==== Il brano ====

D. - L’eutanasia, letteralmente “dolce morte”, è presentata appunto come una fine umana per chi soffre …
R. – Così viene presentata in una società del benessere, con un volto seducente. Si tratta in realtà dell’anticipazione della morte. E’ una morte inflitta, è un abuso sul dono della vita, che non appartiene a nessuno, neanche il malato stesso può gestire arbitrariamente la sua vita. Di fronte a queste proposte di eutanasia non basta dire “no”, che è scontato e che è stato ripetuto, perché rappresenta uno dei grandi delitti che si commettono.
Anche il paziente che si trova sconfortato e che chiedesse di morire prima non va certamente accontentato in questo campo. La società e la medicina vengono chiamate e questa volta con una maggiore attenzione ad una loro responsabilità.
D. - Potrebbe diventare l’eutanasia uno strumento per eliminare persone che sarebbe costoso curare?
R. – E’ la filosofia che sottintende, che è sottesa nell’attuale spinta pro-eutanasia e suicidio assistito che ha già avuto le sue prime manifestazioni in Olanda, in Belgio e adesso preme sul Lussemburgo e la Danimarca.

==== Le righe ====

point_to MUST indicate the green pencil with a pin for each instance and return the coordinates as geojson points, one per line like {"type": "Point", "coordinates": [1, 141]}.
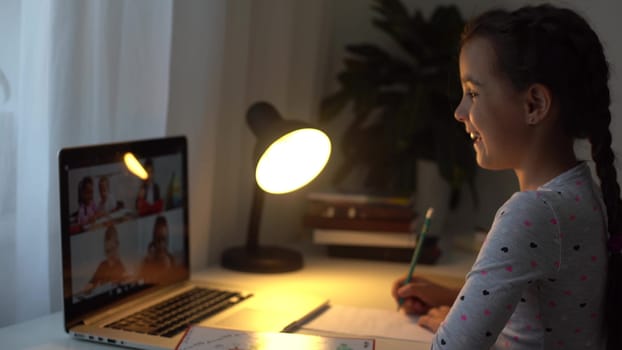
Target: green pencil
{"type": "Point", "coordinates": [413, 260]}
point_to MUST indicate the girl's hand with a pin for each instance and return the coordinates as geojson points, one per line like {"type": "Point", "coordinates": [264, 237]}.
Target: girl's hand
{"type": "Point", "coordinates": [420, 295]}
{"type": "Point", "coordinates": [433, 319]}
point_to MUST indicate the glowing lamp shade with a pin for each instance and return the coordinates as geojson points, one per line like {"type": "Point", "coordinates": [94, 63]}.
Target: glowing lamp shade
{"type": "Point", "coordinates": [288, 155]}
{"type": "Point", "coordinates": [293, 161]}
{"type": "Point", "coordinates": [134, 166]}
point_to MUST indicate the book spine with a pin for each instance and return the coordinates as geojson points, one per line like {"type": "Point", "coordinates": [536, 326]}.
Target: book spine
{"type": "Point", "coordinates": [364, 238]}
{"type": "Point", "coordinates": [359, 211]}
{"type": "Point", "coordinates": [360, 224]}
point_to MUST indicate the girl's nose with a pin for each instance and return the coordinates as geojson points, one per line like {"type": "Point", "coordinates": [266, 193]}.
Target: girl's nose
{"type": "Point", "coordinates": [460, 113]}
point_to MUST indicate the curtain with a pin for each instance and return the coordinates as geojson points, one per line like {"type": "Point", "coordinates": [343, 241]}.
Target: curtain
{"type": "Point", "coordinates": [88, 72]}
{"type": "Point", "coordinates": [91, 71]}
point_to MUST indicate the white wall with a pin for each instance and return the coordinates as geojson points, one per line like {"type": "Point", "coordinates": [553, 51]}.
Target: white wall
{"type": "Point", "coordinates": [351, 24]}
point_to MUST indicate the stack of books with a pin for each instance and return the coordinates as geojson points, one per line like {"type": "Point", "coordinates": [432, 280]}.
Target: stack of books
{"type": "Point", "coordinates": [360, 226]}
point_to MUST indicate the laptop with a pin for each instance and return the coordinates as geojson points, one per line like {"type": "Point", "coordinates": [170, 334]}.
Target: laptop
{"type": "Point", "coordinates": [125, 252]}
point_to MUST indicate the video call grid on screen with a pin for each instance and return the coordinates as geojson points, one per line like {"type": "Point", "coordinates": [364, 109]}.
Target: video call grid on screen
{"type": "Point", "coordinates": [134, 227]}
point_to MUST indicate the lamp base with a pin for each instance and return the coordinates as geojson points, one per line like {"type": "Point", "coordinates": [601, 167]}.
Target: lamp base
{"type": "Point", "coordinates": [263, 259]}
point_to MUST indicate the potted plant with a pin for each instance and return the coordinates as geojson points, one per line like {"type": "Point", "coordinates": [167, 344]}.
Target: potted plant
{"type": "Point", "coordinates": [403, 102]}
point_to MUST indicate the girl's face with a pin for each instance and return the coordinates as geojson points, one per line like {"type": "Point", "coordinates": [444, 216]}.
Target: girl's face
{"type": "Point", "coordinates": [491, 109]}
{"type": "Point", "coordinates": [87, 193]}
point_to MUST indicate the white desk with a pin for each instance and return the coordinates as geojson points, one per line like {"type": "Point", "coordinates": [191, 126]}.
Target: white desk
{"type": "Point", "coordinates": [342, 281]}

====

■ **Cosa fare**:
1: Nel brano sull'eutanasia, in quali paesi la spinta pro-eutanasia ha già avuto le sue prime manifestazioni?
2: Prosegui il brano sull'eutanasia a partire da dopo la sua ultima frase.
Le righe qui sopra non servono.

■ **Le risposte**:
1: In Olanda e in Belgio.

2:
Non è tanto, quindi, che si debba o che ci si stia preoccupando della sofferenza del paziente, anche perché ora come ora il dolore è dominabile da parte della medicina. Il fatto è che non abbiamo il coraggio e la forza e molte volte anche il desiderio di impegnare le forze economiche in malattie che durano molto e che costano a coloro che stanno bene, a coloro che si dovrebbero impegnare nell’assistenza. Se non si mobilita la responsabilità e la solidarietà, se permettiamo che scompaia la solidarietà accanto al morente, come sta purtroppo accadendo accanto a chi chiede di nascere dopo essere stato concepito, la società stessa cade in un precipizio, proprio perché perde i suoi valori fondamentali e il solidarismo.